## Passage to read
--- Start ---

Monday,  04/28/08  01:25 AM

Yippee I am recovered!  (Thank you Acronis.)  I was able to do a full restore of a backup taken on April 6 from my [temporary] 100MB drive onto my [permanent] 250MB drive, and then restore a current backup of just my volatile files (Documents and Settings/ole) over it.  There were three keys, first, installing XP from scratch directly onto the drive, to get the boot sector and partition table right, second, having a large direct-connected drive to hold the backups (over a network, they take forever), and third, remembering that in order to restore "ole" I needed to sign on as "administrator".  It all worked, and I am happily up on the 250MB drive with no apparent data loss.  Whew.

I am no longer desperately seeking sympathy.  Although I am mindful of the fact that precelebration is the root of all failure.  As Dave Winer says, "praise Murphy" :)

 

Tuesday,  04/29/08  12:16 AM

Had a really nice time tonight; attended a classical music concert with my Mom.  Four Dutch students who are guests of the Netherlands American Foundation performed, and man, they were awesome!  The concert was in the Santa Monica Presbyterian Church, which in addition to being a nice setting also has great acoustics.  Not quite Ted Nugent, but all in all quite excellent.

Kara Swisher calls it like it is: Twitter: Where Nobody Knows Your Name.  "I conducted a little experiment among the more than 100 folks gathered for the wedding, all of whom were quite intelligent, armed with all kinds of the latest devices (many, many people had iPhones, for example) and not sluggish about technology.  They were also made up of a wide range of ages and genders, from kids to seniors.  And so I asked a large group of people–about 30–and here is the grand total who knew what Twitter was: 0."  More proof, if any were needed, that Twitter is an echo chamber, and not even a very big one. 

Wow, happy birthday iTunes Music Store, it turns five today.  Five!  I can so remember when it launched.  Even at time zero it seemed like it was going to be successful, but this successful?  Who knew!  [ Daring Fireball: Seems to be doing OK :) ]  (I'll commemorate with the old logo, from back in 2003.  Yeah, it used to be green.)

--- End ---

## Set tasks
[1] Extract the stretch of the blog entries from "Wow, happy birthday" through "to be green.)".
[2] Summarize the blog entries in three sentences.
The rows have no connection to the blog entries.

## Provided material
--- Start ---

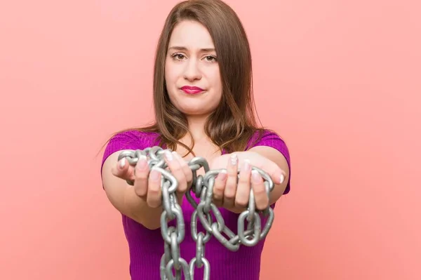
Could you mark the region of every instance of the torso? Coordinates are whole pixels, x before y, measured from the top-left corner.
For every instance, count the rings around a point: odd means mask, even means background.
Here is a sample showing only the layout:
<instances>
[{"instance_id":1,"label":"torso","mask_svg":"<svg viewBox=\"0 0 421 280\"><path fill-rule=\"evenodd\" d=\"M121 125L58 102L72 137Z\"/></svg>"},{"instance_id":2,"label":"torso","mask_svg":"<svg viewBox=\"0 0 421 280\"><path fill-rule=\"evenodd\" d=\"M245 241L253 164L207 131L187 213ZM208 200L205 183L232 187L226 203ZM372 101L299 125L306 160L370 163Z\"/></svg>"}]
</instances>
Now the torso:
<instances>
[{"instance_id":1,"label":"torso","mask_svg":"<svg viewBox=\"0 0 421 280\"><path fill-rule=\"evenodd\" d=\"M189 142L187 142L187 140L186 140L182 139L181 142L187 145L187 146L189 145ZM177 146L175 152L178 154L184 156L187 153L187 149L182 145L179 145ZM201 156L204 158L206 160L206 161L208 161L208 163L212 162L213 159L221 155L221 152L220 151L219 151L218 146L210 142L208 140L203 140L200 142L195 142L194 147L193 147L193 152L194 152L196 156ZM184 157L184 159L188 161L192 160L192 159L193 159L194 157L194 156L193 156L193 154L190 153L185 156ZM204 174L205 171L203 168L201 168L197 171L197 175L203 175Z\"/></svg>"}]
</instances>

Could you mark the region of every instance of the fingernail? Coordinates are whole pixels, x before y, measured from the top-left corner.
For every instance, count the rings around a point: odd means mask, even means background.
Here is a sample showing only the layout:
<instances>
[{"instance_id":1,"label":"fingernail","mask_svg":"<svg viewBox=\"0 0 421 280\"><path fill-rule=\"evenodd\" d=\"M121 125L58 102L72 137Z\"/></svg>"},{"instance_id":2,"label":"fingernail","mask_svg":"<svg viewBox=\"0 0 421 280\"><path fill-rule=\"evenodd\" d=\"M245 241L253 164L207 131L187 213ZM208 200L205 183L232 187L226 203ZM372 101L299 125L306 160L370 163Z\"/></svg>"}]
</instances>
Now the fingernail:
<instances>
[{"instance_id":1,"label":"fingernail","mask_svg":"<svg viewBox=\"0 0 421 280\"><path fill-rule=\"evenodd\" d=\"M244 159L244 166L243 166L243 168L244 168L244 171L248 171L250 170L250 160Z\"/></svg>"},{"instance_id":2,"label":"fingernail","mask_svg":"<svg viewBox=\"0 0 421 280\"><path fill-rule=\"evenodd\" d=\"M158 179L159 179L159 172L156 171L156 170L152 171L151 179L152 179L154 181L158 180Z\"/></svg>"},{"instance_id":3,"label":"fingernail","mask_svg":"<svg viewBox=\"0 0 421 280\"><path fill-rule=\"evenodd\" d=\"M260 182L260 174L259 174L259 171L257 170L251 171L251 178L254 182Z\"/></svg>"},{"instance_id":4,"label":"fingernail","mask_svg":"<svg viewBox=\"0 0 421 280\"><path fill-rule=\"evenodd\" d=\"M166 158L166 159L168 159L168 161L172 161L173 160L173 154L171 154L171 152L170 151L168 151L168 149L166 150L164 152L165 153L165 157Z\"/></svg>"},{"instance_id":5,"label":"fingernail","mask_svg":"<svg viewBox=\"0 0 421 280\"><path fill-rule=\"evenodd\" d=\"M239 159L237 158L237 156L236 154L232 154L231 155L231 164L232 164L233 166L236 165L238 160L239 160Z\"/></svg>"},{"instance_id":6,"label":"fingernail","mask_svg":"<svg viewBox=\"0 0 421 280\"><path fill-rule=\"evenodd\" d=\"M123 158L121 161L120 161L120 168L123 168L124 166L126 166L126 159Z\"/></svg>"},{"instance_id":7,"label":"fingernail","mask_svg":"<svg viewBox=\"0 0 421 280\"><path fill-rule=\"evenodd\" d=\"M141 155L139 157L139 161L138 161L138 166L139 168L141 170L145 169L147 164L147 162L146 161L146 156L144 155Z\"/></svg>"},{"instance_id":8,"label":"fingernail","mask_svg":"<svg viewBox=\"0 0 421 280\"><path fill-rule=\"evenodd\" d=\"M225 180L227 178L227 171L225 169L222 169L221 172L218 175L218 179Z\"/></svg>"},{"instance_id":9,"label":"fingernail","mask_svg":"<svg viewBox=\"0 0 421 280\"><path fill-rule=\"evenodd\" d=\"M279 184L282 184L285 181L285 175L283 174L281 174L281 178L279 179Z\"/></svg>"}]
</instances>

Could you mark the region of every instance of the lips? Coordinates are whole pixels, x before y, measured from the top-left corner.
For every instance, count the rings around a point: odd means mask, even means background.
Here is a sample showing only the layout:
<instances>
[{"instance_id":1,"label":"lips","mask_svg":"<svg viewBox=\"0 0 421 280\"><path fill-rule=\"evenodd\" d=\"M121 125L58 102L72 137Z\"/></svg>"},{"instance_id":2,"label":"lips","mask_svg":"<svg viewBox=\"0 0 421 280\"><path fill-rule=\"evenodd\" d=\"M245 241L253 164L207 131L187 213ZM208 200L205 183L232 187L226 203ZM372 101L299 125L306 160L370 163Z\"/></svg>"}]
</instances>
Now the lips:
<instances>
[{"instance_id":1,"label":"lips","mask_svg":"<svg viewBox=\"0 0 421 280\"><path fill-rule=\"evenodd\" d=\"M197 94L204 91L204 89L198 86L185 86L181 90L187 94Z\"/></svg>"}]
</instances>

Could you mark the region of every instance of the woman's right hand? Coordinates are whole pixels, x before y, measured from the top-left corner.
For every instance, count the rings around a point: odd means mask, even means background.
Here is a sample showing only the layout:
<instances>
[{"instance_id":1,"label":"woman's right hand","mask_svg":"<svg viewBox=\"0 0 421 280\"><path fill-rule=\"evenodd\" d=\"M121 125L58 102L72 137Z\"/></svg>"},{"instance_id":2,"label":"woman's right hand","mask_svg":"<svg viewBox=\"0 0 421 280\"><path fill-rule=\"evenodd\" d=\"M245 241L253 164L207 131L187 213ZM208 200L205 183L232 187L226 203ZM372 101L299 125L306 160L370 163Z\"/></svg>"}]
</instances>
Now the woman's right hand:
<instances>
[{"instance_id":1,"label":"woman's right hand","mask_svg":"<svg viewBox=\"0 0 421 280\"><path fill-rule=\"evenodd\" d=\"M176 194L178 203L181 205L184 194L192 185L193 174L187 162L178 154L166 150L164 154L169 171L178 182ZM149 207L161 206L162 175L159 171L149 169L146 156L140 157L135 166L130 165L126 159L121 159L112 168L112 174L123 180L133 181L135 192L143 199Z\"/></svg>"}]
</instances>

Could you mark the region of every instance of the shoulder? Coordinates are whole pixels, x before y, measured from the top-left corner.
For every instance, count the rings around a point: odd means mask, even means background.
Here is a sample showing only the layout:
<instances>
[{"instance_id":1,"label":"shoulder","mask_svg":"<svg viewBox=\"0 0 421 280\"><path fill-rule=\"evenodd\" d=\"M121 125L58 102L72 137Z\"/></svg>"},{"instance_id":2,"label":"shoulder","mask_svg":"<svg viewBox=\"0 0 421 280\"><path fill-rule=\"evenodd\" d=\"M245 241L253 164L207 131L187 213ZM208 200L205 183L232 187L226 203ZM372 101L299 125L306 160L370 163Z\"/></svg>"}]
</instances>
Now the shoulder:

--- End ---

## Outputs in order
[1]
Wow, happy birthday iTunes Music Store, it turns five today.  Five!  I can so remember when it launched.  Even at time zero it seemed like it was going to be successful, but this successful?  Who knew!  [ Daring Fireball: Seems to be doing OK :) ]  (I'll commemorate with the old logo, from back in 2003.  Yeah, it used to be green.)

[2] After restoring backups with Acronis, the writer is running on the permanent drive with no apparent data loss. A later entry describes a classical music concert by four Dutch students at the Santa Monica Presbyterian Church, attended with the writer's Mom. It also cites Kara Swisher's finding that none of about 30 people she asked at a wedding knew what Twitter was, and marks the fifth birthday of the iTunes Music Store.